> Escritos: 04.2007

30.4.07

Defesa

Sempre que escrevo, fico melancólico. A que é que isto se deve, desconheço, mas a verdade é que escrever, para mim, é uma maneira de evitar que a escuridão se repita.

Ilacções

Continuo a não perceber do que é que tens medo. Sei que não sou fácil de confiar, mas acredita em mim quando digo que sou honesto; nunca de mim tirarás outras ilacções senão as que estão correctas.

Interpretações

Querer aquilo que nos parece melhor pode não coincidir com aquilo que é o melhor para nós. Querer perseguir os objectivos traçados e não se importar com lateralidades e externalidades deve ser considerada boa política.
Mas ao mesmo tempo, e por mais que tente e me convença que já foi, não posso deixar de me regozijar com derrotas alheias e com falhanços de outrem.

Oscar Wilde disse : "Não basta que tenhamos sucesso, é necessário que todos os outros fracassem."

E neste momento sinto-me assim. Quero não só vencer como ainda certificar-me que todos os outros percam e se sintam humilhados.

Mas o porquê desta vontade e desta interpretação de sinais dos que me rodeiam desconheço. E será o que analisarei nos próximos tempos.

26.4.07

20, ou a banda sonora da vida de nós os dois

8. Ryan Adams - Desire

Desligamos ao fim de horas. Olho pela janela, o dia já foi. Tiro o telemóvel do carregador e levanto-me do chão. Vou até à janela e deixo-me ficar a ver a rua deserta enquanto penso em tudo o que me disseste. Ficámos de nos encontrar, ficámos de nos beijar.
Passo a mão pela humidade do vidro, depois refresco a cara. Sinto-me afogueado, a arder de tanta vontade de voltar a ligar-te para confirmar tudo o que te ouvi dizer na tua voz tentadora. Mas conformo-me em tomar um duche de água fria e comer qualquer coisa antes de me deitar.
Fico horas às voltas na cama; não consigo dormir porque estou cheio de calor. Calor este proveniente do fogo que me consome por dentro; é o desejo por ti, pela hora que não chega de voltar a poder segurar na tua mão pequena e tímida, pelas curvas do teu cabelo que vou poder acariciar, pela tua pele da tua cara que deslizará sobre os meus dedos, pelos teus lábios sensuais que vou ter o prazer de tornar meus.

Enunciado 1:
Indique os títulos de todos os textos que o excerto da página apresenta sob a data 30.4.07.
O excerto da página e os registos não têm qualquer relação entre si.

(Dados guardados)

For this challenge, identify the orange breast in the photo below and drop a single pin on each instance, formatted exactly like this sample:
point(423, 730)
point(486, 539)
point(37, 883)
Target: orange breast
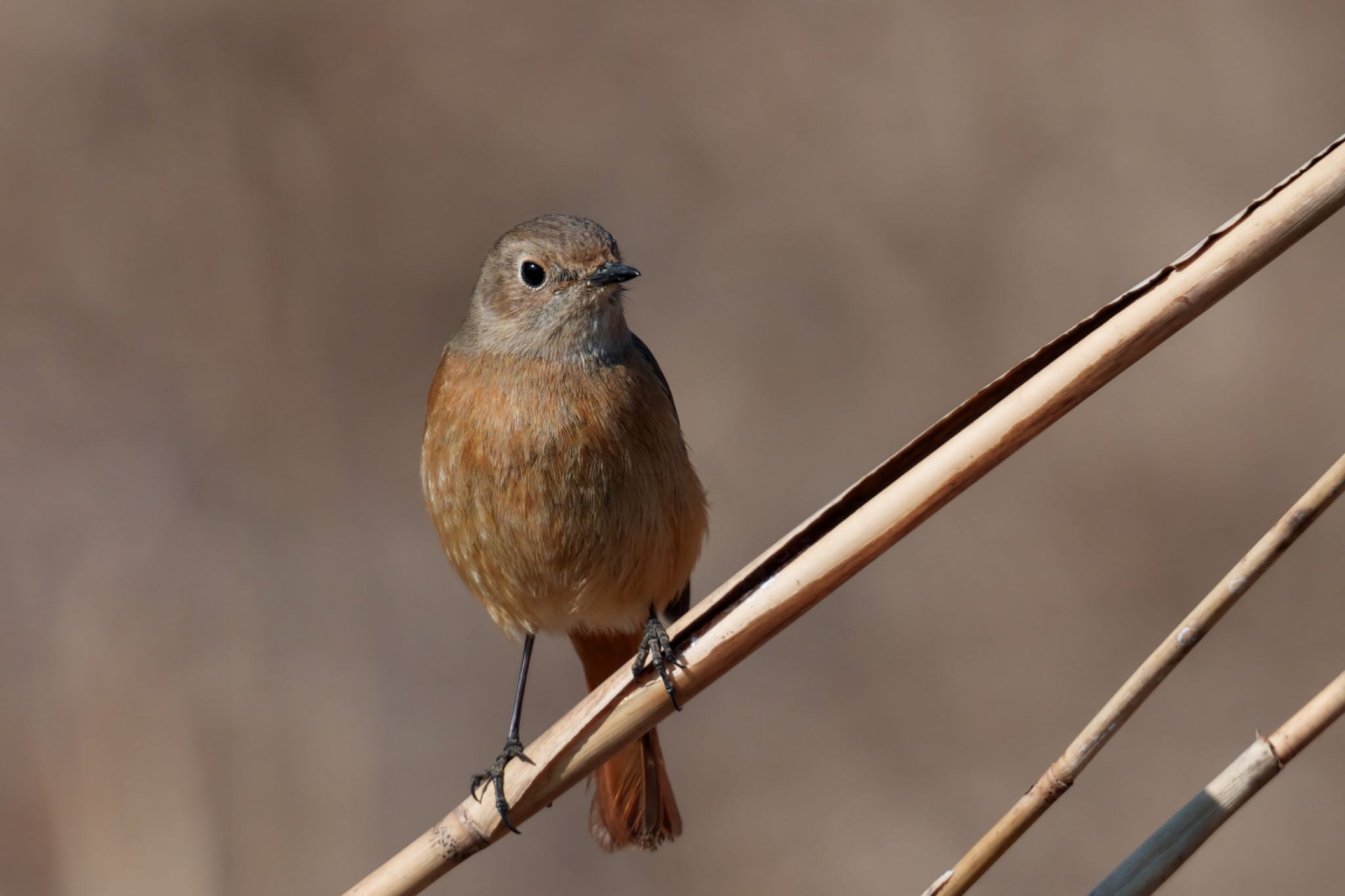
point(562, 490)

Enunciado 2:
Converta as linhas dos registos numa lista numerada, omitindo as linhas em branco e deixando as imagens fora da resposta.

Resolução 1:
Defesa, Ilacções e Interpretações.

Resolução 2:
1. For this challenge, identify the orange breast in the photo below and drop a single pin on each instance, formatted exactly like this sample:
2. point(423, 730)
3. point(486, 539)
4. point(37, 883)
5. Target: orange breast
6. point(562, 490)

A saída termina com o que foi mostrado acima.